▼
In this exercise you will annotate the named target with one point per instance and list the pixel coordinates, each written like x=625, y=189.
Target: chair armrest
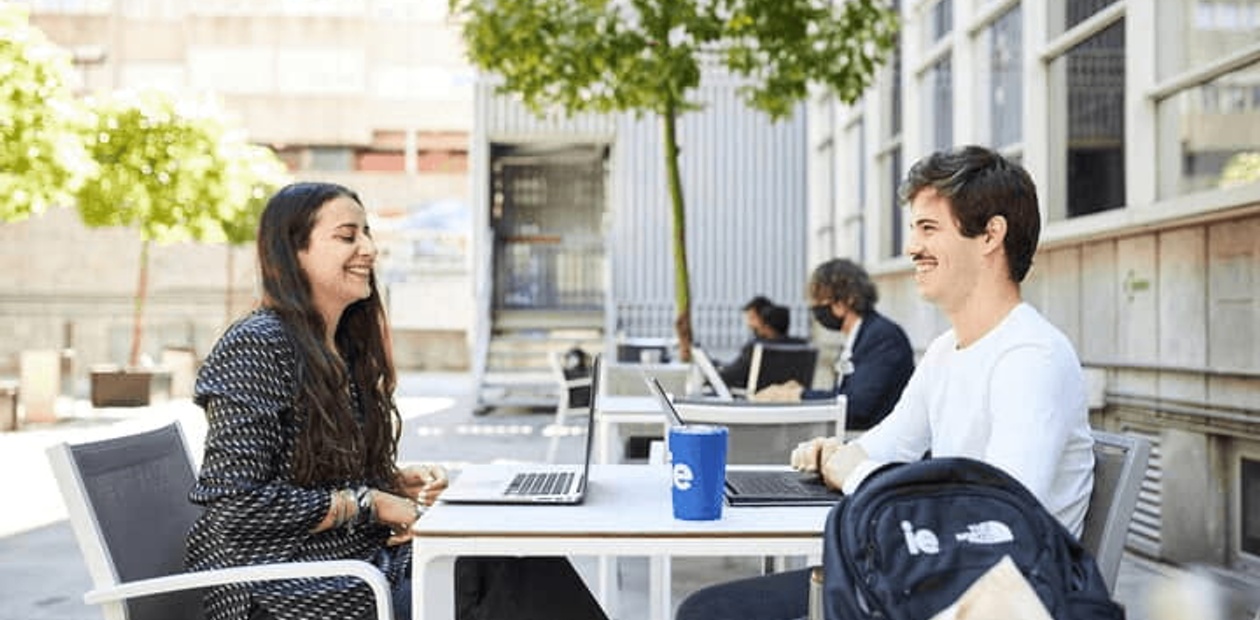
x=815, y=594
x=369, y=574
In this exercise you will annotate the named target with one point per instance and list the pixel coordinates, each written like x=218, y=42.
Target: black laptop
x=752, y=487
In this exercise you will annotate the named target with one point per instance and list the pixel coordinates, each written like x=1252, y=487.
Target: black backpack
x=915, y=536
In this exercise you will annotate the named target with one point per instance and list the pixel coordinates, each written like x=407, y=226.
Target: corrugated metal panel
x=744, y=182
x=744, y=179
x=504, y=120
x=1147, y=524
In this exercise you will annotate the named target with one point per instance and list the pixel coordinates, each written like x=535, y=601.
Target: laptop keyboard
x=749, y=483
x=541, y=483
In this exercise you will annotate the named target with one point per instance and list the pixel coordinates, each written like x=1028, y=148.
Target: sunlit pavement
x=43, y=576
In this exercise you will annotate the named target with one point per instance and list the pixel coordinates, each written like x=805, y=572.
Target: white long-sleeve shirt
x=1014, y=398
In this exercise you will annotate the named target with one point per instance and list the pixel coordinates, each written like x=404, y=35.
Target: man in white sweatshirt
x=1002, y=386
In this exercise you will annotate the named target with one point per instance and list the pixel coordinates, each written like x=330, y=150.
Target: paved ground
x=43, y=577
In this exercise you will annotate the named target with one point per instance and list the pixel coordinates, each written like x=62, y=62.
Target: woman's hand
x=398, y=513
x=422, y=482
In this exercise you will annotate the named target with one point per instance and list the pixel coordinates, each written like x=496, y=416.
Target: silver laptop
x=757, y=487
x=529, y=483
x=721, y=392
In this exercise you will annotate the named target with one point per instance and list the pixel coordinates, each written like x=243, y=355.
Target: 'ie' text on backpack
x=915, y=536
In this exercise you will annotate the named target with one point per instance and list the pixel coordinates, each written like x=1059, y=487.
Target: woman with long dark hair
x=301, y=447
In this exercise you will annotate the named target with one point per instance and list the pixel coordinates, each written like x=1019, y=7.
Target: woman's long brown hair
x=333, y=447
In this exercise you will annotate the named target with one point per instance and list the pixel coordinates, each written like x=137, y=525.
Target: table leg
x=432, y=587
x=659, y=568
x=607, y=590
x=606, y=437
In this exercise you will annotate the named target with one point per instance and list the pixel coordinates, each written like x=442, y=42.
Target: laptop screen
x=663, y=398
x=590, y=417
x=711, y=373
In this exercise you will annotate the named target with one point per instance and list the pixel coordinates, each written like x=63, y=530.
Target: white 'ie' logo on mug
▲
A verbatim reproduction of each entry is expected, with every picture omitted.

In this exercise you will annotate the named target with one point per instance and list the pixel coordinates, each written like x=625, y=189.
Target: chair armrest
x=815, y=594
x=369, y=574
In this exercise you will annotate the named target with one point per instance and list the pixel coordinates, each written like x=218, y=42.
Target: black laptop
x=752, y=487
In this exercise you will annotate the named target with one point per instance and list the pixel coordinates, each written like x=1252, y=487.
Target: black backpack
x=915, y=536
In this exercise you will annotate the named target with one point per instance and list the pixel coordinates, each written like x=407, y=226.
Target: corrugated metal panel
x=744, y=182
x=744, y=179
x=504, y=120
x=1147, y=524
In this exercise you will annotate the named target with one point per instance and list the pixel coordinates, each written like x=535, y=601.
Target: laptop keyboard
x=749, y=483
x=541, y=483
In this exercise you will annotate the named target with one point per instance and list the pixel coordinates, each written like x=1028, y=148.
Target: sunlit pavement
x=43, y=576
In this exercise you will annotate the named target with one point per instance and list the pixel coordinates, each written like x=805, y=572.
Target: white long-sleeve shirt
x=1014, y=398
In this exercise you will annotate the named target with one point per instance and list the pixel coordinates, each written like x=404, y=35.
Target: man in white sweatshirt
x=1002, y=386
In this exercise you will annotate the named target with one point per instance and list the pixel coordinates, each written like x=330, y=150.
Target: paved ground
x=43, y=577
In this exercise you will annotate the named target with one point per instance and list the pixel coordinates, each written like x=62, y=62.
Target: woman's hand
x=398, y=513
x=422, y=482
In this exercise you will annotate the named target with one point per instance and list the pixel coordinates, each written like x=496, y=416.
Target: silver laptop
x=757, y=487
x=529, y=483
x=721, y=392
In this exercise you will annotate the named target with one point per instance and list the pixel coordinates, each written like x=243, y=355.
Target: 'ie' text on backpack
x=915, y=536
In this exercise you will annotate the named target with one point per instance and list the pixel coordinates, each written like x=1059, y=487.
Target: woman with long dark hair
x=301, y=447
In this exercise you will annotate the named target with one point per instance and list the pixel coordinates, each written like x=1019, y=7.
Target: woman's long brown hair
x=333, y=447
In this exercise you will annotate the named target with one point per instance and list the pixel coordinates, each written like x=137, y=525.
Target: table leg
x=432, y=587
x=659, y=568
x=607, y=590
x=606, y=437
In this exercise you will annotate the named target with one point per instance and list the pixel coordinates, each written like x=442, y=42.
Target: laptop screen
x=663, y=398
x=590, y=417
x=711, y=373
In this exercise you will annotate the named target with one point per instance and list the pixel coordinates, each written like x=63, y=530.
Target: white 'ie' logo on mug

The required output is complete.